Output every line of the items below as a JSON list of strings, one string per line, skipping blank lines. Leave the pictures out.

== Dataset records ==

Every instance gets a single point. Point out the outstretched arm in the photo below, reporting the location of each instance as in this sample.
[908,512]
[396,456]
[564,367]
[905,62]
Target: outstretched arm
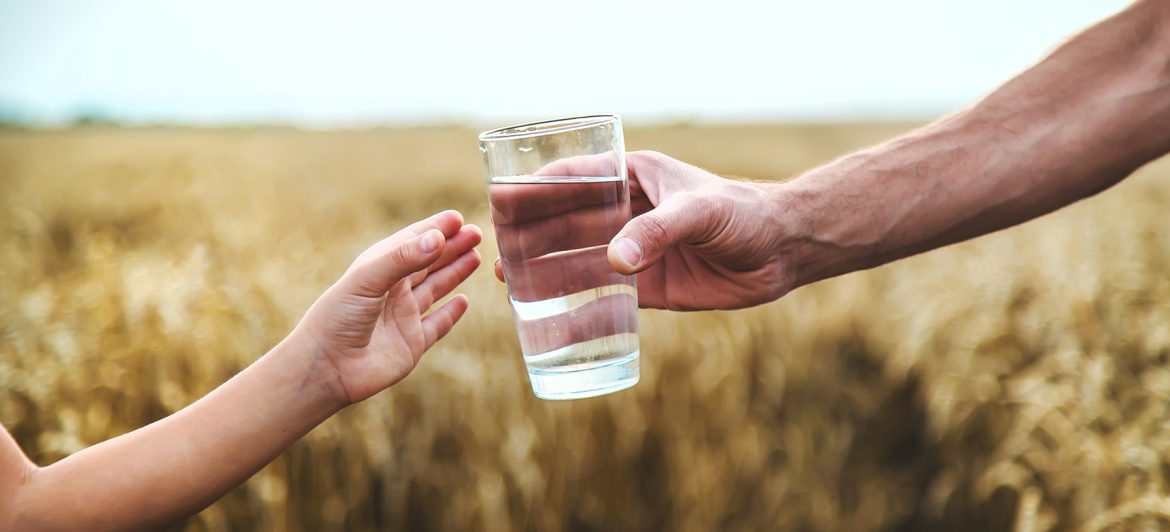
[366,332]
[1073,125]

===

◆ Result for this exercise
[
  "Every instance gets a single point. Point out the outstretched arm in the photo below, reporting the location of each instance as in this sample.",
  "[908,512]",
  "[396,456]",
  "[564,367]",
  "[905,62]",
  "Target: outstretched arm",
  "[366,332]",
  "[1073,125]"
]